## Do this:
Copy out the listing below, changing every "apartment building" to "office block" and keeping everything else the same.

## Task material:
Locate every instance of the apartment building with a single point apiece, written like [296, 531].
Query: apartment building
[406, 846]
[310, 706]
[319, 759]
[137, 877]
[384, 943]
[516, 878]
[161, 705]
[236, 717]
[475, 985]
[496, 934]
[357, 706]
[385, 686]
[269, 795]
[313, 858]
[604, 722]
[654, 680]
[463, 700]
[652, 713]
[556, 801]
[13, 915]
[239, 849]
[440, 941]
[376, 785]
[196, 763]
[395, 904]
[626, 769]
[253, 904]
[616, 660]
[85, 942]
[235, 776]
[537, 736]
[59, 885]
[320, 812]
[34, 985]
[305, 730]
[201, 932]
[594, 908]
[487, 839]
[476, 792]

## Task answer:
Locate every instance of the office block with a single point apiece, written like [296, 531].
Query: office block
[406, 846]
[310, 706]
[319, 759]
[137, 877]
[384, 943]
[516, 878]
[161, 705]
[236, 717]
[475, 985]
[496, 934]
[357, 706]
[385, 686]
[269, 795]
[313, 858]
[604, 722]
[654, 680]
[463, 700]
[652, 713]
[556, 801]
[13, 915]
[239, 849]
[440, 941]
[376, 785]
[196, 763]
[395, 904]
[626, 769]
[253, 904]
[616, 660]
[85, 942]
[235, 776]
[537, 736]
[59, 885]
[320, 812]
[34, 985]
[305, 730]
[201, 932]
[594, 908]
[487, 839]
[476, 792]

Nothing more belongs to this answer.